------ PROVIDED DATA
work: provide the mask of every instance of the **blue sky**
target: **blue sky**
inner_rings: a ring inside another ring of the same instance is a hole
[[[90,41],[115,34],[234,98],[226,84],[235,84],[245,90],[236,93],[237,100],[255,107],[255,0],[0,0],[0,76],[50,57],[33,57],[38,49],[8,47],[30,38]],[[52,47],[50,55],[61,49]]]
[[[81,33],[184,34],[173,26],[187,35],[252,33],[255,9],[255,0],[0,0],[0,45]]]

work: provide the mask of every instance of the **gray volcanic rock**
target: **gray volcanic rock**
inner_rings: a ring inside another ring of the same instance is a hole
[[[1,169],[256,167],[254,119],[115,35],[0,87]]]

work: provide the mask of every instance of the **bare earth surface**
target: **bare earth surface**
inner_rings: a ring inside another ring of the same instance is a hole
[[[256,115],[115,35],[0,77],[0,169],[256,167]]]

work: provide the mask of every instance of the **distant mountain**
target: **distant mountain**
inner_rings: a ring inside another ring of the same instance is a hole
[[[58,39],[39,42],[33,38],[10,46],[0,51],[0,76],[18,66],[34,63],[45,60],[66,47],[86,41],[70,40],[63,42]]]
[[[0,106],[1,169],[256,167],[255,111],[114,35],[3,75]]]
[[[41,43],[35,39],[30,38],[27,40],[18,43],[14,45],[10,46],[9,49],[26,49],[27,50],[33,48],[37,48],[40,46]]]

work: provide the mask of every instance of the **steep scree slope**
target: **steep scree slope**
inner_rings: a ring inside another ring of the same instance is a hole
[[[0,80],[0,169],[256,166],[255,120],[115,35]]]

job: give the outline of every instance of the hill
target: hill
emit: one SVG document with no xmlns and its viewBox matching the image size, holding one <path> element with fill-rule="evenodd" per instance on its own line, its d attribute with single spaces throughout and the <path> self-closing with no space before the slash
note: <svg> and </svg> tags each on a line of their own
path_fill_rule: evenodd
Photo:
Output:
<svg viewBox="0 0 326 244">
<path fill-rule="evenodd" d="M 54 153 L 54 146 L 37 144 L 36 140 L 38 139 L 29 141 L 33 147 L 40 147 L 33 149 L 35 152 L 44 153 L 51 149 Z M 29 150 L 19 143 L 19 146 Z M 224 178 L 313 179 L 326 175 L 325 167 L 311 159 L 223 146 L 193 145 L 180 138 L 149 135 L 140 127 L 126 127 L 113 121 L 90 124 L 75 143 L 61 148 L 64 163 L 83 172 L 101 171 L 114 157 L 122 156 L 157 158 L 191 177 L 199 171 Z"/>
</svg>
------------
### DIRECTIVE
Write out every line of the records above without changing anything.

### EXERCISE RESULT
work: provide the mask of every instance of the **blue sky**
target: **blue sky**
inner_rings: a ring inside another ring of the same instance is a hole
[[[90,41],[115,34],[234,98],[226,84],[235,84],[245,90],[236,93],[237,100],[255,107],[255,0],[0,0],[0,76],[50,57],[33,57],[38,49],[8,47],[30,38]],[[52,47],[50,55],[61,49]]]
[[[81,33],[184,34],[173,26],[187,35],[252,33],[255,9],[255,0],[0,0],[0,45]]]

work: provide the mask of every instance of the **gray volcanic rock**
target: **gray volcanic rock**
inner_rings: a ring inside another ring of the same instance is a hole
[[[1,169],[256,167],[254,119],[115,35],[0,87]]]

work: provide the mask of every instance of the **bare earth surface**
target: **bare earth surface**
inner_rings: a ring inside another ring of the same instance is a hole
[[[256,115],[115,35],[0,77],[0,169],[256,167]]]

work: provide the mask of every instance of the **distant mountain**
target: **distant mountain**
inner_rings: a ring inside another ring of the same instance is a hole
[[[58,39],[39,42],[33,38],[10,46],[0,51],[0,76],[18,66],[34,63],[45,60],[66,47],[86,41],[70,40],[63,42]]]
[[[0,106],[1,169],[256,167],[255,111],[114,35],[3,75]]]
[[[41,43],[35,39],[30,38],[27,40],[18,43],[14,45],[10,46],[9,49],[26,49],[27,50],[33,48],[37,48],[40,46]]]

work: provide the mask of every instance of the **steep scree slope**
target: **steep scree slope**
inner_rings: a ring inside another ring of the same instance is a hole
[[[0,80],[0,169],[256,166],[255,120],[115,35]]]

job: give the outline of every instance of the hill
target: hill
emit: one SVG document with no xmlns and its viewBox matching the image size, holding one <path> element with fill-rule="evenodd" per instance on its own line, its d attribute with single spaces throughout and the <path> self-closing with no space before the slash
note: <svg> and </svg> tags each on a line of their own
path_fill_rule: evenodd
Photo:
Output:
<svg viewBox="0 0 326 244">
<path fill-rule="evenodd" d="M 54 153 L 54 146 L 37 144 L 36 140 L 38 139 L 29 141 L 33 147 L 40 147 L 33 149 L 35 152 L 44 153 L 51 149 Z M 29 150 L 19 143 L 19 146 Z M 224 178 L 313 179 L 326 175 L 325 167 L 311 159 L 223 146 L 193 145 L 180 138 L 149 135 L 140 127 L 126 127 L 113 121 L 90 124 L 75 143 L 61 148 L 64 163 L 83 172 L 101 171 L 114 157 L 122 156 L 157 158 L 191 177 L 199 171 Z"/>
</svg>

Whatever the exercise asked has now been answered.